-- start of Extracted records --

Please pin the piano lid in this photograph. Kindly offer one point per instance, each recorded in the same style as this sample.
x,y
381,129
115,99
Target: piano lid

-- end of Extracted records --

### Written problem
Can you rewrite the records above, swapping every "piano lid" for "piano keys" and leaving everything else unchanged?

### Exercise answer
Please pin the piano keys in this photograph. Kindly offer one point per instance, each recorded in the same style as this sample.
x,y
381,129
115,99
Target: piano keys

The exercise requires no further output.